| Dataset entries |

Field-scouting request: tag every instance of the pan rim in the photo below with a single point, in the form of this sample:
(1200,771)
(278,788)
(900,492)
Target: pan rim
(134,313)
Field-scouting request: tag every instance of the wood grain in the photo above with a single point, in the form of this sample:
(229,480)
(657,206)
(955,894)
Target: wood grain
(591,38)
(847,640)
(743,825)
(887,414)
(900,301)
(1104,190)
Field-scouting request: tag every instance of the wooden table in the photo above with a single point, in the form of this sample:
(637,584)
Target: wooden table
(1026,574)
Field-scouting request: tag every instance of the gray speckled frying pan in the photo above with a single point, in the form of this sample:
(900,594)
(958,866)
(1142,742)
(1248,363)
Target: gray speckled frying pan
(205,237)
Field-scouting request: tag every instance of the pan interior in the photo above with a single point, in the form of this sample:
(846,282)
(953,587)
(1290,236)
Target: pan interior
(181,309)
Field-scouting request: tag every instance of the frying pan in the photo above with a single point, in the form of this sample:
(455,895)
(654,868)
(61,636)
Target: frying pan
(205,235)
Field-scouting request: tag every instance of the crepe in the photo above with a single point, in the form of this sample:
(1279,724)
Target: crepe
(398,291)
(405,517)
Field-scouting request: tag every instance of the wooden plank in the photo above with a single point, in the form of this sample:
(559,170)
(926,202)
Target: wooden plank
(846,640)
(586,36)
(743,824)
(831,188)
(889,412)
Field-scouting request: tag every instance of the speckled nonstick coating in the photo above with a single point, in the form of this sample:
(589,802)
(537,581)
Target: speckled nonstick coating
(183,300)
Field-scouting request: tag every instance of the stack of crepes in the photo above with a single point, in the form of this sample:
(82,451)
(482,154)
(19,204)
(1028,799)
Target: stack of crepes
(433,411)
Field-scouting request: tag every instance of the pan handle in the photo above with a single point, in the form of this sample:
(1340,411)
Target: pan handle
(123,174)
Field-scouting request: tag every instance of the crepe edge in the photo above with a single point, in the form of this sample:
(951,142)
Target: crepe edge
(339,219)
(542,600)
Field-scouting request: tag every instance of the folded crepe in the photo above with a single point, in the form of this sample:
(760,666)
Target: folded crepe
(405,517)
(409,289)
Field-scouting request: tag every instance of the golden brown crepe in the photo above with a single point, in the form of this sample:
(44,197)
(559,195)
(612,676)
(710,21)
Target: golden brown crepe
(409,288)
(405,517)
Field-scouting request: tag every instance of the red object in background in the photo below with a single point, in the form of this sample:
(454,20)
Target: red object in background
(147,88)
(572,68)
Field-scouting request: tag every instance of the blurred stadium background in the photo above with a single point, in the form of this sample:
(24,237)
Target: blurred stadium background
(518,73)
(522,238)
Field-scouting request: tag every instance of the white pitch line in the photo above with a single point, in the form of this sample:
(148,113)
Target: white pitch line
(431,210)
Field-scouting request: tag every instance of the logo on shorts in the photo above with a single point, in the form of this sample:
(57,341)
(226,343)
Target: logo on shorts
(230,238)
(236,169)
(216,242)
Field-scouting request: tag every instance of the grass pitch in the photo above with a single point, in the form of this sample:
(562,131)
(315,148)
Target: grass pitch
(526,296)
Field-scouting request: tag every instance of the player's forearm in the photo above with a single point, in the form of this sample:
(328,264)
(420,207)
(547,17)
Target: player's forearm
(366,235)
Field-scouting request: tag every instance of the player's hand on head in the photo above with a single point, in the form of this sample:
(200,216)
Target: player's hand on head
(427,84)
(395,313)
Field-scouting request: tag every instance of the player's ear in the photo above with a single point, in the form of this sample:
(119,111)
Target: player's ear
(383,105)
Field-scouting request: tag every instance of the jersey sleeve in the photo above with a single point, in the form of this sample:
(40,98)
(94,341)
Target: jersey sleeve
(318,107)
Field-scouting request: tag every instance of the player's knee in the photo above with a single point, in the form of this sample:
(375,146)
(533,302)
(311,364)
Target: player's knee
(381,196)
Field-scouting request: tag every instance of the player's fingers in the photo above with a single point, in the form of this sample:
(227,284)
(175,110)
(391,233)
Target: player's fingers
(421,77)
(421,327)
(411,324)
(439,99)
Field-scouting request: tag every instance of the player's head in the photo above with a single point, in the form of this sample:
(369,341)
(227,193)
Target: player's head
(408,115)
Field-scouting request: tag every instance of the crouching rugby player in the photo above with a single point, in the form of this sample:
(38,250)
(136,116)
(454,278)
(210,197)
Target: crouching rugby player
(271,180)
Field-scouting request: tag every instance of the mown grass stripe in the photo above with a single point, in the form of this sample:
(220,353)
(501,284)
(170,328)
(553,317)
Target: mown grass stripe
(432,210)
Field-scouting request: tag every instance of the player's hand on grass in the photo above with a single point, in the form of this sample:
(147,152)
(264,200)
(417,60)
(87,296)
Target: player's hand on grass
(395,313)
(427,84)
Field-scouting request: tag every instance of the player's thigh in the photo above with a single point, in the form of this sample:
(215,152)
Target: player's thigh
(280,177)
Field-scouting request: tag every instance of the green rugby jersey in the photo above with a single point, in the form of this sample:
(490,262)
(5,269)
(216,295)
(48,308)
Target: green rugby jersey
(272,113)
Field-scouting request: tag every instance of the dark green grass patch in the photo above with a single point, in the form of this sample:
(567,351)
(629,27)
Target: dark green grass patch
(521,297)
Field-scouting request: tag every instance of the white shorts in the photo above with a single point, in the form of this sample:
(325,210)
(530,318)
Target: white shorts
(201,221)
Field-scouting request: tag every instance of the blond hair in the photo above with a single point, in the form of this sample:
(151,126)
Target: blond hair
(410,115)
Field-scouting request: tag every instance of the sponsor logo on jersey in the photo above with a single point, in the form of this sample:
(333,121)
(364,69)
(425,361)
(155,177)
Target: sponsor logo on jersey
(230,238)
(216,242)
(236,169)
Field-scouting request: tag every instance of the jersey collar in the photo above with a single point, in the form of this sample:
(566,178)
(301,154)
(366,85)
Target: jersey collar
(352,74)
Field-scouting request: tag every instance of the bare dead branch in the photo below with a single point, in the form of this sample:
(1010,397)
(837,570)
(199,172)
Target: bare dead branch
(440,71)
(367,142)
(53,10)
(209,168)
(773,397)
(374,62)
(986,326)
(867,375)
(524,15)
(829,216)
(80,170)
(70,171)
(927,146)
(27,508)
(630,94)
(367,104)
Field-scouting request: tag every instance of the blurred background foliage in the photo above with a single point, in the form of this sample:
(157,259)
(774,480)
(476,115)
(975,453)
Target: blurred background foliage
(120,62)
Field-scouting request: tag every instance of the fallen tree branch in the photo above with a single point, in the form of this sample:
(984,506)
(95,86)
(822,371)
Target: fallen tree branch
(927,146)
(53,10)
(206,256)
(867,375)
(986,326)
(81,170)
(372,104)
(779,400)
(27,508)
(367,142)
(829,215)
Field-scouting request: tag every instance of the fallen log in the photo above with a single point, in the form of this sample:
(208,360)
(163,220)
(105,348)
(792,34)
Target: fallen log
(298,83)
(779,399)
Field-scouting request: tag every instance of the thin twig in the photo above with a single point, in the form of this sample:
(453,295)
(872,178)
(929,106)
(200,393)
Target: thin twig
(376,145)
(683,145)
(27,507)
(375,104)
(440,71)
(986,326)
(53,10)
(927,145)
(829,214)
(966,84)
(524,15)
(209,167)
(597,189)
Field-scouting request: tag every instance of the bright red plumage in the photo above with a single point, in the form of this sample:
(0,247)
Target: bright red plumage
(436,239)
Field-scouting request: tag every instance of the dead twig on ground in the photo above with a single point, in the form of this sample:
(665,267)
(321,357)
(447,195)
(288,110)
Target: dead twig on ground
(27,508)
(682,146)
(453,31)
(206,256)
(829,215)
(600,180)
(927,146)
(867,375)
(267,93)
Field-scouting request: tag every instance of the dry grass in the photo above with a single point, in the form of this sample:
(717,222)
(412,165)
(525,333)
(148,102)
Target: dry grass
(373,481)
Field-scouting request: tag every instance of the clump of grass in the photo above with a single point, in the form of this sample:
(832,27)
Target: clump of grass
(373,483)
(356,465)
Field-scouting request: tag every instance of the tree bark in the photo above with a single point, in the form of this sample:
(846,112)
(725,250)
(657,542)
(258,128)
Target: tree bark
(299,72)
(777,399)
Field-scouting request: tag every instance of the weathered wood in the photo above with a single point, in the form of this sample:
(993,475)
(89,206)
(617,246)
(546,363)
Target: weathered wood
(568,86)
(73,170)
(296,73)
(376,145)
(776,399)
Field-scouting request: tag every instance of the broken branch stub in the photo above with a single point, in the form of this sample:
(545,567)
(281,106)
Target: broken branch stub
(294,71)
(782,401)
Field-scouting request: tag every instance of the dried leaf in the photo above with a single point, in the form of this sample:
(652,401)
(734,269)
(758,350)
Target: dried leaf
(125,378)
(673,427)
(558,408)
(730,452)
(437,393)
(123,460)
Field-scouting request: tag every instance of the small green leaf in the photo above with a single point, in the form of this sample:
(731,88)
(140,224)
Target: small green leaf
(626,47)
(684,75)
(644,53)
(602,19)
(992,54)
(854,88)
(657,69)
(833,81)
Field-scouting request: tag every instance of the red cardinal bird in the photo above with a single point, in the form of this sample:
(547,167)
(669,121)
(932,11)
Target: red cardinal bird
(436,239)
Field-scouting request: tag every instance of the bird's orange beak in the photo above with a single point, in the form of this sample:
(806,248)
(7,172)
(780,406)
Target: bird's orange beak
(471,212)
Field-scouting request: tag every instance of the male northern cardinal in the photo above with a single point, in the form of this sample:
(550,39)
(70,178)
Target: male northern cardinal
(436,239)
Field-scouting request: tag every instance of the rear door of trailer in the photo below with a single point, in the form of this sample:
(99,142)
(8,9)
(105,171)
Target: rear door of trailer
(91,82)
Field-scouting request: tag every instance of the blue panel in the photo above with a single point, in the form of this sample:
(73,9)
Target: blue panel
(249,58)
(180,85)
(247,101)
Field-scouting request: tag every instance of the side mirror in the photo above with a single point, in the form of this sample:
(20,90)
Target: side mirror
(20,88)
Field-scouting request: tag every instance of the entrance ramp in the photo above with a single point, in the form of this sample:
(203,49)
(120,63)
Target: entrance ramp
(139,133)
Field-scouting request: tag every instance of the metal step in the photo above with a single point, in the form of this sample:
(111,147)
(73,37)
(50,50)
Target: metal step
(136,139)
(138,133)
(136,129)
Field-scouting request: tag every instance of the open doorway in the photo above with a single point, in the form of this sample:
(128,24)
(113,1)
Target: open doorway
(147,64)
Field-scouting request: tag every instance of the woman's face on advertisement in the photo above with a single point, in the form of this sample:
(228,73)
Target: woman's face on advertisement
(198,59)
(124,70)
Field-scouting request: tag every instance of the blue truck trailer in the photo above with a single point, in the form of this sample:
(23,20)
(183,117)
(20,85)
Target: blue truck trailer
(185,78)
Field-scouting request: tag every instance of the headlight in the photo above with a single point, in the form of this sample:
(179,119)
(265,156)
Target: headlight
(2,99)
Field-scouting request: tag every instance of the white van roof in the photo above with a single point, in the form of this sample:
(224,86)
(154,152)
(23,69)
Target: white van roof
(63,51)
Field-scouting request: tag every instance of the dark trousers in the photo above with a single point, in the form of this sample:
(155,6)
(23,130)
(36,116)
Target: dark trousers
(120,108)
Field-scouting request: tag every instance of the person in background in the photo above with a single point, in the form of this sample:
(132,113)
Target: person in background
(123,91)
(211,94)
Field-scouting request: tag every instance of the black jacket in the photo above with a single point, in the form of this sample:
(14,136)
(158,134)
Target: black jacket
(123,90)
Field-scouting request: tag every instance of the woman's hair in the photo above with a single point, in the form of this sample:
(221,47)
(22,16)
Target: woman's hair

| Work to be completed |
Working through the records, find each line containing the word "below" and copy it.

| Solution |
Field-scouting request: tag every instance of the pan rim in the photo below with a single point, in the form of this sample:
Field-scouting request: tag every instance of the red object in background in the photo below with a single point, in the form of this sample:
Field-scouting request: tag every instance of the bare dead branch in the photo below with a single point, in the form of this sample:
Field-scouting request: tag every instance of the rear door of trailer in the photo below with a single point, in the form of this sample:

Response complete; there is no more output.